ASSIGNED TASK 1: In the Postal Service finance report, how many automated flat sorting machines did the Board approve funding to buy?
ASSIGNED TASK 2: Summarize the Postal Service finance report in two sentences.
ASSIGNED TASK 3: Reproduce word for word the stretch of the Postal Service finance report from "The U.S. Postal" through "or $139 million below plan.".

PAGE EXTRACT:
* * *

The U.S. Postal Service’s acting Chief Financial Officer Richard Strasser reported yesterday that the agency had a financially dismal third-quarter during its monthly Board of Governors meeting.
Overall revenue for the USPS’ third-quarter was $15.1 billion, $142 million below plan, according to Strasser. In addition, expenses were $15.1 billion or $3 million under plan, resulting in a net loss of $45 million or $139 million below plan.
Strasser also said that for the year to date, revenues of $45.6 billion are $482 million dollars below plan. Expenses of $44.7 billion are $62 million below plan, resulting in net income of $907 million or $420 million below plan.
Costs have been managed under plan, but would have been even more favorable to the bottom line if not for $390 million in unanticipated expenses in three specific areas: transportation and fuel cots, worker’s compensation and cost of living adjustments, he said
“In the final quarter, aggressive measures will need to be taken to mitigate inflation, manage costs and operate at high productivity levels,” Strasser said.
As for particular classes of mail, First-Class mail’s revenue of $595 million continues to under run planned revenues by $285 million, while Standard A mail’s revenue is rebounding after a weak performance at the end of 1999 and early 2000. Standard A mail, for example, has grown $578 million per year to date.
In other news, the Board approved funding to purchase 362 automated flat sorting machines as a replacement for the existing flat sorting equipment — known in the industry as FSM 881s.

* * *

EXTRACTED DATA:
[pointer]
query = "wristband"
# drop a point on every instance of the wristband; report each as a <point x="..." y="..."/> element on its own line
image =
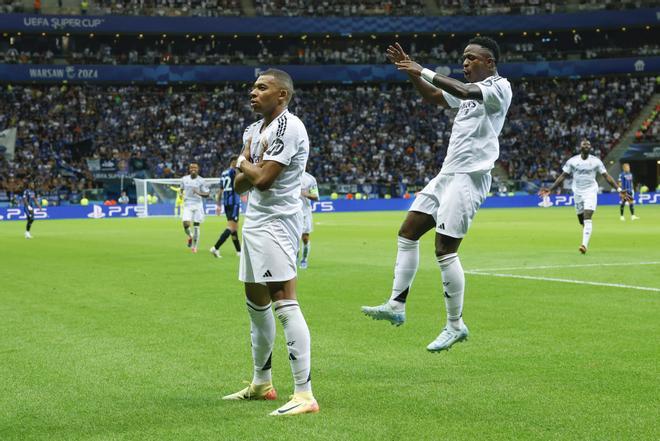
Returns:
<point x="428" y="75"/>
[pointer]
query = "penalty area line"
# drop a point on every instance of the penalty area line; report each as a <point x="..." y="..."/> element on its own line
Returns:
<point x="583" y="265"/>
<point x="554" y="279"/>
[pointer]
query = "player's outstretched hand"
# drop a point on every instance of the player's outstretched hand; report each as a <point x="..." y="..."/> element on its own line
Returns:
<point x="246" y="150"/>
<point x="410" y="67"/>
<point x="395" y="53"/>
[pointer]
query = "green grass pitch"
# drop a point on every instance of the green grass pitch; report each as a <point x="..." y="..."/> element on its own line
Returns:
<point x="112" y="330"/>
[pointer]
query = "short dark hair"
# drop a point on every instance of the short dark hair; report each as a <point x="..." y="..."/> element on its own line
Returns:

* * *

EXERCISE OUTPUT 1: 362

EXERCISE OUTPUT 2: Acting Chief Financial Officer Richard Strasser told the Board of Governors that the USPS had a financially dismal third quarter, with revenue of $15.1 billion, $142 million below plan, and a net loss of $45 million. He said costs were managed under plan despite $390 million in unanticipated expenses, and the Board approved funding for 362 automated flat sorting machines to replace the existing FSM 881s.

EXERCISE OUTPUT 3:
The U.S. Postal Service’s acting Chief Financial Officer Richard Strasser reported yesterday that the agency had a financially dismal third-quarter during its monthly Board of Governors meeting.
Overall revenue for the USPS’ third-quarter was $15.1 billion, $142 million below plan, according to Strasser. In addition, expenses were $15.1 billion or $3 million under plan, resulting in a net loss of $45 million or $139 million below plan.